◆ **INPUT FOR THIS TASK**:
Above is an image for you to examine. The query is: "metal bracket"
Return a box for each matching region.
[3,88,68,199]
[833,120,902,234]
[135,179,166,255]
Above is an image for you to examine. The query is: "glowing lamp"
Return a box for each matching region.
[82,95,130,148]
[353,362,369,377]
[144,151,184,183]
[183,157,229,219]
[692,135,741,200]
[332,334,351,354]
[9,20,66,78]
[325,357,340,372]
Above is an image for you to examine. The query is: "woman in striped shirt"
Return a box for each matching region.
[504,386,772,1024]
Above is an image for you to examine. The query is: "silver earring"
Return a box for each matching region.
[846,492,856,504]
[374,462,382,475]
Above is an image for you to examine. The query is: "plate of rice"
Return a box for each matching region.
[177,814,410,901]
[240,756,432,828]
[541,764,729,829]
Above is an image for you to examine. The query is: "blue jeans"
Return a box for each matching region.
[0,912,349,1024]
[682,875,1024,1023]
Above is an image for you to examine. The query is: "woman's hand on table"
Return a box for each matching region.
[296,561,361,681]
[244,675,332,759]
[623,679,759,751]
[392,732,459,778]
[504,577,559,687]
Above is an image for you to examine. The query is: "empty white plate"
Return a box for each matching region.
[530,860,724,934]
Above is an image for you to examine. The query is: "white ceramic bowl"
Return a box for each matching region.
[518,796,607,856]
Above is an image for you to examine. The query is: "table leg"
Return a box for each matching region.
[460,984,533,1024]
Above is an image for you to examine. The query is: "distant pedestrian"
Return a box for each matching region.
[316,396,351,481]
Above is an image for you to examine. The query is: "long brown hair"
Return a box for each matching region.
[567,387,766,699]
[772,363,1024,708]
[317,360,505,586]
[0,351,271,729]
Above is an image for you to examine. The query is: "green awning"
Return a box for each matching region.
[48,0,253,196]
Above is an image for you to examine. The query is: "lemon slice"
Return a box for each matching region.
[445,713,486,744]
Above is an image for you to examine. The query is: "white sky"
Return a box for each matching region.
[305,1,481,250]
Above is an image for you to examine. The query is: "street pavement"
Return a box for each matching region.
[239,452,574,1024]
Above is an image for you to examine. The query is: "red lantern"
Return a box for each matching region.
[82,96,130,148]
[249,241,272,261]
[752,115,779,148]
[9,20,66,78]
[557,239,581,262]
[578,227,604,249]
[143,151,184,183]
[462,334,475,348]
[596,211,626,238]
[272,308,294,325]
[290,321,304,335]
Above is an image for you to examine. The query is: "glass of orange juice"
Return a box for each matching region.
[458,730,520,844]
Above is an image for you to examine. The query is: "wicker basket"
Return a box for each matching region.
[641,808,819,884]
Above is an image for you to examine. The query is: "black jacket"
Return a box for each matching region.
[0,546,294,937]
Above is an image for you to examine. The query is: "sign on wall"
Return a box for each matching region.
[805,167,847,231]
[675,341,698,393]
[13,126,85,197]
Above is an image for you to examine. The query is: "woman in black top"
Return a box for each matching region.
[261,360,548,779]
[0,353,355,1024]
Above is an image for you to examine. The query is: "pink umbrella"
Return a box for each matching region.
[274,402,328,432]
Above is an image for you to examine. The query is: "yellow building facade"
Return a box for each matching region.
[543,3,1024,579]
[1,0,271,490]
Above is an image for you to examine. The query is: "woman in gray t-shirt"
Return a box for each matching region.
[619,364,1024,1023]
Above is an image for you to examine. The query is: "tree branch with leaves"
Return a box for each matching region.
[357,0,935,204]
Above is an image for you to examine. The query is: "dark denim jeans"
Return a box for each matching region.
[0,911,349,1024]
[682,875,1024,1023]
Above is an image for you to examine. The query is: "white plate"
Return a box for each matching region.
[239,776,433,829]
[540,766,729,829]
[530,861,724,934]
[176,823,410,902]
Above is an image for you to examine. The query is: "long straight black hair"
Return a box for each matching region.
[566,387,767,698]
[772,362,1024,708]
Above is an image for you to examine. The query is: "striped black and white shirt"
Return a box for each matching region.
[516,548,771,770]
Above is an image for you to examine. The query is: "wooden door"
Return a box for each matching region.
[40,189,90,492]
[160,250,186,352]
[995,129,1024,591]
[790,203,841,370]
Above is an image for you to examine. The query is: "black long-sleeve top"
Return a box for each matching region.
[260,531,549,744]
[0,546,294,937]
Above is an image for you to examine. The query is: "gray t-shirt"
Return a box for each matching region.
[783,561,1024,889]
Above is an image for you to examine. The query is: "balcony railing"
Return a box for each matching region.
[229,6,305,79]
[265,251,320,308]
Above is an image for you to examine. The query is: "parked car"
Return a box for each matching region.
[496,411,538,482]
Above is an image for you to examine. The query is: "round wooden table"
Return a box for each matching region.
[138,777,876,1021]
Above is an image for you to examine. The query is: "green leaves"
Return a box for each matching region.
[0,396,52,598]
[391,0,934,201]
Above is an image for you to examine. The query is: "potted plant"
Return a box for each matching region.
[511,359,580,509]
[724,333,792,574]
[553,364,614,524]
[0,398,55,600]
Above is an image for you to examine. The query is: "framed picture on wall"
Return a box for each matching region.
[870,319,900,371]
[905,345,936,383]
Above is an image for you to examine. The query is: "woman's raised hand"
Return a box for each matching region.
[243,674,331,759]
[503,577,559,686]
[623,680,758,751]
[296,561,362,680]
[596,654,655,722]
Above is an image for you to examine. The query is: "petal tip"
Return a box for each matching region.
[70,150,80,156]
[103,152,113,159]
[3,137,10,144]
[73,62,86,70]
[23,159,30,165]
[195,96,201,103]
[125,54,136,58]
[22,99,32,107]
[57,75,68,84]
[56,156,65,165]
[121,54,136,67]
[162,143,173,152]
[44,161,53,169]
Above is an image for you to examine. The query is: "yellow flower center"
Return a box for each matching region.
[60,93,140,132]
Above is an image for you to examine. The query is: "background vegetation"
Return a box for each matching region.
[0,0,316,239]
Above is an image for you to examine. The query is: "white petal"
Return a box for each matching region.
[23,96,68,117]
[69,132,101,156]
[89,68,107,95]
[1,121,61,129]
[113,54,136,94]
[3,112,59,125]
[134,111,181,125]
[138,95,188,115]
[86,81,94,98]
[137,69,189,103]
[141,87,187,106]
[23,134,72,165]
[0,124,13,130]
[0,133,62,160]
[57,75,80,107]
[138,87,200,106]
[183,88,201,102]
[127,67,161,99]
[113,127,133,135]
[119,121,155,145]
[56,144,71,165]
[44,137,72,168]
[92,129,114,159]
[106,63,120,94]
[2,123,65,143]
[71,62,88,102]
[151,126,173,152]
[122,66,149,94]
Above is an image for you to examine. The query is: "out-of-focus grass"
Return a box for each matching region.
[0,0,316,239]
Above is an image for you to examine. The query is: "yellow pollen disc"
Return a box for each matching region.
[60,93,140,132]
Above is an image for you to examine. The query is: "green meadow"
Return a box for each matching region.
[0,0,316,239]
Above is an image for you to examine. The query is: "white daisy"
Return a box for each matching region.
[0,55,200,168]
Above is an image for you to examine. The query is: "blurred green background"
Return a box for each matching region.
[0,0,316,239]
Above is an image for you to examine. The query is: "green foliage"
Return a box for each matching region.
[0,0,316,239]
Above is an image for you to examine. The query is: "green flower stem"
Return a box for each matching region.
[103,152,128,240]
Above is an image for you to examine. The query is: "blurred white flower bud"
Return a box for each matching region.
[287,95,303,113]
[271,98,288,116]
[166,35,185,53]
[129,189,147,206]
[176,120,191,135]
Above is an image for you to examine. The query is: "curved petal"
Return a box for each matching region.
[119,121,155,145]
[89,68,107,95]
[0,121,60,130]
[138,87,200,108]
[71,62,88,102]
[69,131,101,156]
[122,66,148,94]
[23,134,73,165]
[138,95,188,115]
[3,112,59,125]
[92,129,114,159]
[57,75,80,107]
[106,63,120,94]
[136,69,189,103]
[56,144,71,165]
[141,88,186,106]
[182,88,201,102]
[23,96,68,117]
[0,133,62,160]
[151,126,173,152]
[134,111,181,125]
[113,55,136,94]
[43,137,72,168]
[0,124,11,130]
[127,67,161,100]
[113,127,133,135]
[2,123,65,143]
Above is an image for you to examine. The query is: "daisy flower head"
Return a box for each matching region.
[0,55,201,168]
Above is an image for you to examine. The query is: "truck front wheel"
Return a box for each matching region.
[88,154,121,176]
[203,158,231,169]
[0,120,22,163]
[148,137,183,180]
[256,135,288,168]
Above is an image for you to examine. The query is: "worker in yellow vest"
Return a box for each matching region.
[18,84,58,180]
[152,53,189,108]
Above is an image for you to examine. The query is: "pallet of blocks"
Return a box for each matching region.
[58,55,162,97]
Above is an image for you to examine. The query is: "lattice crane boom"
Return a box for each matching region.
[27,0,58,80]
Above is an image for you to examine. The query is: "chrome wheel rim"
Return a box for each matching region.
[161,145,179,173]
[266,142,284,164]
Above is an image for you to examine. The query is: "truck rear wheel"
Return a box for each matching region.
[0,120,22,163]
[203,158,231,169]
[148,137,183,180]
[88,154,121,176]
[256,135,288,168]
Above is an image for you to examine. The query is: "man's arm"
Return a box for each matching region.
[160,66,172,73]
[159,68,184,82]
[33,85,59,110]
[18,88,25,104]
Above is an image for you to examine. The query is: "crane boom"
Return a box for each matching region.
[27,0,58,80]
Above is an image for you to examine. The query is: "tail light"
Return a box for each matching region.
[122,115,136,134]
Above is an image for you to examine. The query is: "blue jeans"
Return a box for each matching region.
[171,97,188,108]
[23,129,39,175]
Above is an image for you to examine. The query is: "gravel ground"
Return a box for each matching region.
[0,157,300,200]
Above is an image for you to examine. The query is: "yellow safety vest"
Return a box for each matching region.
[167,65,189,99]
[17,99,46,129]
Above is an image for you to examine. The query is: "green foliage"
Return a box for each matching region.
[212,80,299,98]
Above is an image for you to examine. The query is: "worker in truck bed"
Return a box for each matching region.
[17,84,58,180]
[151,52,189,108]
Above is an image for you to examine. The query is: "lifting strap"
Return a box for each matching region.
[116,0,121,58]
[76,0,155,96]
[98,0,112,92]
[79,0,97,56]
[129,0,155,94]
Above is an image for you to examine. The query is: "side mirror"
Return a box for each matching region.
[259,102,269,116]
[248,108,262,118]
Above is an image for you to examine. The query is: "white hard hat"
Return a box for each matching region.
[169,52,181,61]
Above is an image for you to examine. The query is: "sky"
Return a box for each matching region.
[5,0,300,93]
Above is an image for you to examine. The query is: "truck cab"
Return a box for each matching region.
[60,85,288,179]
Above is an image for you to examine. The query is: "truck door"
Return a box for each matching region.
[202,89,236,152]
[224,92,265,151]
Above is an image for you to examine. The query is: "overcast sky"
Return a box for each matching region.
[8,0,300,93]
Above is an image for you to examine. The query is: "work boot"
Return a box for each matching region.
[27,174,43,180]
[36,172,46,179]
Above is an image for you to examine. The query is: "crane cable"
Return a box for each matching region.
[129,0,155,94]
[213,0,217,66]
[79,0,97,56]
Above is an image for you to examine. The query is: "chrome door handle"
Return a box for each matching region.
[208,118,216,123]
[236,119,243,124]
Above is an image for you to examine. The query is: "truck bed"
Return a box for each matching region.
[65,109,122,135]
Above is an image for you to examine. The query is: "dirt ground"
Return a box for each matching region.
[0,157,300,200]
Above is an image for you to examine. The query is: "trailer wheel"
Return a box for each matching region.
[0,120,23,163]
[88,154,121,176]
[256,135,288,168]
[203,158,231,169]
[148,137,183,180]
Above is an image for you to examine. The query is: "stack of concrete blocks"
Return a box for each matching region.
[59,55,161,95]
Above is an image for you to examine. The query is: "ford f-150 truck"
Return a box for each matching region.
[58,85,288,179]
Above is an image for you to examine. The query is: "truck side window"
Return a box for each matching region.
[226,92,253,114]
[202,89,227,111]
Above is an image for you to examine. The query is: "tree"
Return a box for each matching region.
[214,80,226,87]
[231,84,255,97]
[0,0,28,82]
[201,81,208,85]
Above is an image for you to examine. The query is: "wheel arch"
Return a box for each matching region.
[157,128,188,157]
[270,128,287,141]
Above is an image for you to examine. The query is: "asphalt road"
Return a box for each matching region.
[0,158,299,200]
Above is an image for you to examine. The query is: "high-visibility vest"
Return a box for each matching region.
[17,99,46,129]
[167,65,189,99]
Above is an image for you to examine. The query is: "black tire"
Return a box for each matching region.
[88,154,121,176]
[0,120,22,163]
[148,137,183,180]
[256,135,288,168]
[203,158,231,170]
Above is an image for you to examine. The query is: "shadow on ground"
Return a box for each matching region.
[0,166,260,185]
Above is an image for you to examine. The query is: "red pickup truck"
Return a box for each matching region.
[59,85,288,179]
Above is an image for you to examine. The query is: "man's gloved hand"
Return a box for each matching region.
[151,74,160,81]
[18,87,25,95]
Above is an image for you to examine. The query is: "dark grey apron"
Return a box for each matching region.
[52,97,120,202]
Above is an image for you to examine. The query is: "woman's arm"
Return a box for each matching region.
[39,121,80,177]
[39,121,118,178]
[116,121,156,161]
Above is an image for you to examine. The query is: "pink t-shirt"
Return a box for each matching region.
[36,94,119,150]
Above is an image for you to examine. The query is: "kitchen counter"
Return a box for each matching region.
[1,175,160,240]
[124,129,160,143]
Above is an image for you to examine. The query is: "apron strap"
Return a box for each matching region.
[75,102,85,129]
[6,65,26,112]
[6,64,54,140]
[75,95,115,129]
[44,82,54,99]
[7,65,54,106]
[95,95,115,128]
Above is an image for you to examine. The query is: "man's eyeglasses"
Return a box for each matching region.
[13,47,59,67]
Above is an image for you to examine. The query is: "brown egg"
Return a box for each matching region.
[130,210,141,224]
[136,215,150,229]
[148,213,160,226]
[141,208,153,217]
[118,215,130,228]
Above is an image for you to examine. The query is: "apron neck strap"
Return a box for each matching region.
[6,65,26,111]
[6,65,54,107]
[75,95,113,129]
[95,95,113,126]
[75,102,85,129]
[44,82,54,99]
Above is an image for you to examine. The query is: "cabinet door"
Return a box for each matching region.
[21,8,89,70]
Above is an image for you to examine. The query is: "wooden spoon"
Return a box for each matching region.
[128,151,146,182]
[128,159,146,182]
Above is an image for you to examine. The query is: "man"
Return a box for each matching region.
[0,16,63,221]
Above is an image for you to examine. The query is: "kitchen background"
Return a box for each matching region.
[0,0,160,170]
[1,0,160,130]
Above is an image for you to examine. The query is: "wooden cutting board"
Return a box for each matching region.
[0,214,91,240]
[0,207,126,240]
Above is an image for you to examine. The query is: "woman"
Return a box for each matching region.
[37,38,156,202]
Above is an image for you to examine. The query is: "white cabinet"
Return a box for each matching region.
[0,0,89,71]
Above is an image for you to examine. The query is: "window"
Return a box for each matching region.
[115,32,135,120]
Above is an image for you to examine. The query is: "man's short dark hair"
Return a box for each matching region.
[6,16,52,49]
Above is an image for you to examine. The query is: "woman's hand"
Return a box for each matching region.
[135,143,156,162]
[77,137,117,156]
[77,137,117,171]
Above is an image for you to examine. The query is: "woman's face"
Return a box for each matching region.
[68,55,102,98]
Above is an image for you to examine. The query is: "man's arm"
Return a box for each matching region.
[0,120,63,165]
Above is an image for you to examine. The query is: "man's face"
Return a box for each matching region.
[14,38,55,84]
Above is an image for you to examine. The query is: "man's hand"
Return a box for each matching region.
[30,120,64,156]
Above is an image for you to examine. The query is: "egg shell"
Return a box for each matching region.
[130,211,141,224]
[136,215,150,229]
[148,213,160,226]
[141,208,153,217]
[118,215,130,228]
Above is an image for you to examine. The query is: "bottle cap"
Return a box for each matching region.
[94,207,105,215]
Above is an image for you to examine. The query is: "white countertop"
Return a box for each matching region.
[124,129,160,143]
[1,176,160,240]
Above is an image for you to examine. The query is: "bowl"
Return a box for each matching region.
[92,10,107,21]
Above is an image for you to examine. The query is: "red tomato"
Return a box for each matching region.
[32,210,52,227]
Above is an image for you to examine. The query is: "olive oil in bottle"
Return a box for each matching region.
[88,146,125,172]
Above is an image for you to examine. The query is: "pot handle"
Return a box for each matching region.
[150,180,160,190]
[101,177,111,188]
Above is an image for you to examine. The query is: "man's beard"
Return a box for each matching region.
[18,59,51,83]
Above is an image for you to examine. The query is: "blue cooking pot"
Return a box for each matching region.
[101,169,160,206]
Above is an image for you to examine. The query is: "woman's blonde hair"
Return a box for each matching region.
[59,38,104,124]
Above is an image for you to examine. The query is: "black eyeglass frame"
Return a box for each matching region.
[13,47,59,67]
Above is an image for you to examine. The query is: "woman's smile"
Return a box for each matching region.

◆ **PROBLEM DETAILS**:
All lines in the listing above with the string "wall" should be returned.

◆ **THE ANSWER**:
Above is an image for you to examine. The query is: "sign on wall"
Above is an image for you to examine. The query is: "framed picture on wall"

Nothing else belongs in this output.